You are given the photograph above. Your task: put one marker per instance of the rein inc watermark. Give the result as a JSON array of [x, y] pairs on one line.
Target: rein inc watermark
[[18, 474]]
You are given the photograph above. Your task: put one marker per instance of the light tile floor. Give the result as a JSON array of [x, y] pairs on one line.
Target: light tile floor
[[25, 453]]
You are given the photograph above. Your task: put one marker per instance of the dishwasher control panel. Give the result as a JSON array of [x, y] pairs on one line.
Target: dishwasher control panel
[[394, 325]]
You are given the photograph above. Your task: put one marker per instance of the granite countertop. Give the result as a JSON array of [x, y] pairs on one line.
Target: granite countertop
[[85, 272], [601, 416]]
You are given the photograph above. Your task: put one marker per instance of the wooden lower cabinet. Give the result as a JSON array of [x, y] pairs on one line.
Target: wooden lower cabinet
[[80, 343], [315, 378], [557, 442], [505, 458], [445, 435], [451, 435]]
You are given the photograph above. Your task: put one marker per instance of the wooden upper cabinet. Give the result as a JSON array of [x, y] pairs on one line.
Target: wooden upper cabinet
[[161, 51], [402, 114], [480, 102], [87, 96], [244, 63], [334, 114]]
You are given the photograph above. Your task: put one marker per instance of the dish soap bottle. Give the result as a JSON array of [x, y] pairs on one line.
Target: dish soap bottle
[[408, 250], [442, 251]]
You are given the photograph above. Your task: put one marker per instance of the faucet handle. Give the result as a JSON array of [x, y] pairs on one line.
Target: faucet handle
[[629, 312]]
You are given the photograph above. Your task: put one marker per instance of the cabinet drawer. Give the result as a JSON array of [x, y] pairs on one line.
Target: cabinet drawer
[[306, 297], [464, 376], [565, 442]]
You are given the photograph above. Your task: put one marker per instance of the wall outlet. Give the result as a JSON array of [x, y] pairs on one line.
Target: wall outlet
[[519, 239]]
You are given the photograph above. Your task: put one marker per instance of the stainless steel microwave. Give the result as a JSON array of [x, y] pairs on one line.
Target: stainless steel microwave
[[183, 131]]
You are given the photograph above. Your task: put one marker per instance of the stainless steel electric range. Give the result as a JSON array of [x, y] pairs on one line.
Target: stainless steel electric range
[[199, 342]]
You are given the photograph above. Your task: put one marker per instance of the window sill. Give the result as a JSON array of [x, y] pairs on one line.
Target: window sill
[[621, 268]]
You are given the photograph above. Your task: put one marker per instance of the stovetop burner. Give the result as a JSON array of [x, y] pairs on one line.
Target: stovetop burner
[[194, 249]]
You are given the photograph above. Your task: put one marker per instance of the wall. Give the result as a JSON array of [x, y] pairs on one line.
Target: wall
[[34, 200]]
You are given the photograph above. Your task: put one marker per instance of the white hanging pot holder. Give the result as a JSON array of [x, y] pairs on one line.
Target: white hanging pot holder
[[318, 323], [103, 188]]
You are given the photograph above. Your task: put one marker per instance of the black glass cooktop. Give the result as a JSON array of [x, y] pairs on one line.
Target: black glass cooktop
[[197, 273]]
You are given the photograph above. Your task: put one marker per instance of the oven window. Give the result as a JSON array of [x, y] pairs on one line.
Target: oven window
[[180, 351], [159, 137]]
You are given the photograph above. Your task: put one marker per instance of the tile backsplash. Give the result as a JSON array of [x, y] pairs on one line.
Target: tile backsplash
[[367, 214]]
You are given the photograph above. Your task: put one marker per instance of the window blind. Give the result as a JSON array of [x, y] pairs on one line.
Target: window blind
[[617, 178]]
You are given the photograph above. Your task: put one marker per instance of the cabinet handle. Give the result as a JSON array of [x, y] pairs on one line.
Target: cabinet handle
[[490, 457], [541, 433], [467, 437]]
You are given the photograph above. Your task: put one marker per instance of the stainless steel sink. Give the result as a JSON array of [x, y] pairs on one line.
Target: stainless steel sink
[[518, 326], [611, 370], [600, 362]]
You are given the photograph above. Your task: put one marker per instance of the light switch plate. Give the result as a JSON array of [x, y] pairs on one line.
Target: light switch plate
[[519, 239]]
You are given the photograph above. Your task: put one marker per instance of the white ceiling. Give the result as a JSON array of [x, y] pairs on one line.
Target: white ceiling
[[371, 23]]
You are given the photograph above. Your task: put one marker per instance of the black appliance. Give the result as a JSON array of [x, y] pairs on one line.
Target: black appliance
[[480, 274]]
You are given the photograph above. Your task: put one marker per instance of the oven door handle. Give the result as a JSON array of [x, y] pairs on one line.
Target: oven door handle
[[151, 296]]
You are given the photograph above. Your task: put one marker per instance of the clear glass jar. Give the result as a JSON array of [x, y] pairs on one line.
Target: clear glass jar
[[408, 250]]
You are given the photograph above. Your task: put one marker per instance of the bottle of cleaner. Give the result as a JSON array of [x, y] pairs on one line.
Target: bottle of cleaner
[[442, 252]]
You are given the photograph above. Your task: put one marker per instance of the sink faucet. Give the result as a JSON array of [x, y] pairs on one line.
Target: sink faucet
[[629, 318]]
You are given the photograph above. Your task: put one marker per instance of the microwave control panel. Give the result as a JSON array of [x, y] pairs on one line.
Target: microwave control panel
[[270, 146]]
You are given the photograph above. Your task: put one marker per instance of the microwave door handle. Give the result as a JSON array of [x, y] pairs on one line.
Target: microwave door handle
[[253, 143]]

:: What is required ::
Write every record out again, unaltered.

:: Response to the task ::
You are given the photograph above. Your task: put one marker per instance of the rein inc watermark. Give the result as a JSON array of [x, y] pairs on one line.
Target: rein inc watermark
[[18, 474]]
You are given the photograph above. Your task: put one marker per instance of the light tile floor. Give the result as a JSON array of [x, y] pairs on one line.
Target: light tile floor
[[25, 453]]
You are given the photograph above. Your task: put one marker per instance of the dishwasher control panel. Give the result as a JSON array of [x, y] pairs on one line.
Target: dishwasher control panel
[[394, 325]]
You are given the photograph above. Your task: put one marker per instance of the granite countertop. Give the result as a JSON array of [x, y] pairs on one line.
Target: granite countertop
[[85, 272], [601, 416]]
You are given the photograph above. Your task: put one marker per instance of the wooden lower cabinet. Give the result as a JSON array of [x, y] pairs on one line.
Target: wooden lower cabinet
[[80, 343], [315, 378], [557, 442], [505, 458], [445, 435], [451, 435]]
You are given the photograph above. Your task: put one marker per instance of the wooden upper cabinet. Give the result as a JSON array of [x, y] pairs on one line.
Target: wooden upper cabinet
[[161, 51], [402, 114], [480, 102], [87, 96], [244, 63], [334, 114]]
You are given the photograph above. Your task: put one marker per instance of the dish soap bottle. Give the result as a JSON array of [x, y] pairs on one line.
Target: dish soap bottle
[[408, 250], [442, 251]]
You are given the photograph above. Your task: put one marker per instance of the faucet handle. Give the result as a JSON array of [x, y] pairs on one line.
Target: faucet handle
[[629, 312]]
You are given the photograph above. Your task: put one marker per instance of the cabinet drawer. Give the result as a JSON array of [x, y] pairs on one line.
Target: cabinet drawer
[[306, 297], [464, 376], [565, 442]]
You are given the photograph above. Your task: put one marker per instance of the wall outlet. Give the result as a JSON array of [x, y] pairs on one line.
Target: wall outlet
[[519, 239]]
You are given the photograph above. Your task: put one marker per instance of the stainless steel microwave. Give the result as a JSON array of [x, y] pairs on one line.
Target: stainless steel microwave
[[183, 131]]
You are given the photograph above. Your task: put one marker per instance of the stainless steel electric range. Give the result as a JSON array of [x, y] pairs on one line.
Target: stainless steel electric range
[[199, 342]]
You are given the photograph above. Your task: put one marker per instance of the window sill. Give the result as a JSON array of [x, y] pairs on one line.
Target: window sill
[[621, 268]]
You are given the photograph above. Your task: put one marker per instance of the stovetop burner. Give the result as a JSON array of [x, y] pairs on one line.
Target: stovetop burner
[[194, 249]]
You are given the photograph above. Your task: put one marker per instance of the wall. Give the result as a JSON array of [x, y] pairs on one line.
Target: wall
[[34, 200]]
You are given the photograph above. Your task: put one marker per instance of the white hanging pot holder. Give the result as a JSON array of [x, y] pairs on one line.
Target: white hanging pot holder
[[318, 323], [103, 188]]
You are given the photograph above. Your task: put one marker per instance of the black glass cooktop. Give the result as a JSON array of [x, y] pairs on one line.
Target: black glass cooktop
[[197, 273]]
You are given the photograph above. Your task: put one marker per instance of the oven window. Give the result as a JSON array of [x, y] pairs on one line.
Target: oven window
[[180, 351], [159, 137]]
You are given the photograph above. Your task: put one marker per instance of the tile backsplash. Give the result as a JSON array of [x, y] pairs on one line.
Target: tile backsplash
[[367, 214]]
You are given the photograph above. Your task: put one marker per instance of the window blind. Give the result as a JSON array of [x, y] pairs on one line.
Target: window blind
[[617, 178]]
You are given the photograph above. Your task: put one marker per instance of the cabinet handle. Give the result as a JSON array of [x, y] pairs on one line.
Target: cabinet handle
[[490, 457], [541, 433], [467, 437]]
You are given the photograph above. Your task: put one marker per instance of the stainless steel sink. Give the result as a JSON array of [x, y] pairs on one line.
Target: stainless steel sink
[[518, 326], [611, 370], [600, 362]]
You are given the photograph above. Your task: put one marker per instance of the light switch plate. Give the result as a JSON array of [x, y] pairs on one line.
Target: light switch plate
[[519, 239]]
You are given the photograph above. Your task: put one marker per instance of the white ceiling. Give the result as a JSON array of [x, y] pairs on one line.
Target: white ceiling
[[371, 23]]
You are given the photograph above. Your task: put one marker per instance of the black appliance. Give the result as a JSON array of [x, y] pairs on one line.
Target: black appliance
[[480, 274]]
You are given the photograph above. Your task: put one marker per instance of the oven door handle. Give the result as a JSON array of [x, y] pairs on one line.
Target: oven door handle
[[151, 296]]
You are given the photograph above. Your task: put one marker per instance of the clear glass jar. Give the result as a JSON array of [x, y] pairs on one line.
Target: clear glass jar
[[408, 250]]
You are given the photograph above. Your task: put one marker per instance of the bottle of cleaner. Give the result as a JSON array of [x, y] pairs on one line.
Target: bottle of cleaner
[[442, 252]]
You are given the photograph above. Your task: put one marker per instance of the sink faucet. Give the result as a JSON array of [x, y] pairs on one line.
Target: sink faucet
[[629, 318]]
You are given the photograph above. Your task: put one marker per instance of the microwave control panel. Give the result as a JSON array of [x, y] pairs on one line.
Target: microwave control panel
[[270, 146]]
You are given the photograph above. Your task: put one marker per instance of the microwave door handle. Give the result as a JSON array of [x, y] pairs on one line.
Target: microwave door handle
[[253, 143]]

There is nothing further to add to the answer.